[Given data Boundary: Start]
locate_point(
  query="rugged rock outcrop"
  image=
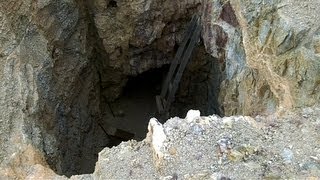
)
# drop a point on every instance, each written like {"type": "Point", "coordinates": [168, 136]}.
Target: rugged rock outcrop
{"type": "Point", "coordinates": [270, 52]}
{"type": "Point", "coordinates": [63, 64]}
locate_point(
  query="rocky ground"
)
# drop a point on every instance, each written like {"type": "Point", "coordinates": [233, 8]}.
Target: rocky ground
{"type": "Point", "coordinates": [210, 147]}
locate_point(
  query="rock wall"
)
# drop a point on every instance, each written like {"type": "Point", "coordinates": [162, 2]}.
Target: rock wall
{"type": "Point", "coordinates": [62, 62]}
{"type": "Point", "coordinates": [270, 49]}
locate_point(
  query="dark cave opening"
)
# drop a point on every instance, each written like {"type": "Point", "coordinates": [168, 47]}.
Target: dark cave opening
{"type": "Point", "coordinates": [136, 105]}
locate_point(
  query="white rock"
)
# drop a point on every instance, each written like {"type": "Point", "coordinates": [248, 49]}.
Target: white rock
{"type": "Point", "coordinates": [157, 136]}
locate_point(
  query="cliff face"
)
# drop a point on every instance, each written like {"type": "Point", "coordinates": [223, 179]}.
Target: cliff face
{"type": "Point", "coordinates": [63, 62]}
{"type": "Point", "coordinates": [270, 49]}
[Given data Boundary: End]
### Task goal:
Show the lines above that have the word "query".

### Finished task:
  query="rugged rock outcrop"
  query="rocky ground"
  query="rock wall"
  query="dark cave opening"
  query="white rock"
  query="cliff face"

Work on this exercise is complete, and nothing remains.